_How to complete this task_. From the first line to the last, retype the data below exactly.
*** Block opens ***
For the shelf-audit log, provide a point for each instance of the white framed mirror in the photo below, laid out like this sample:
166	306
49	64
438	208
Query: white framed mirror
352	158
*** Block closes ***
_Exercise answer_.
For the shelf-audit log, provide a point for each instance of the white framed mirror in the photo below, laid out like this sample:
166	306
49	64
438	208
Query: white framed mirror
352	158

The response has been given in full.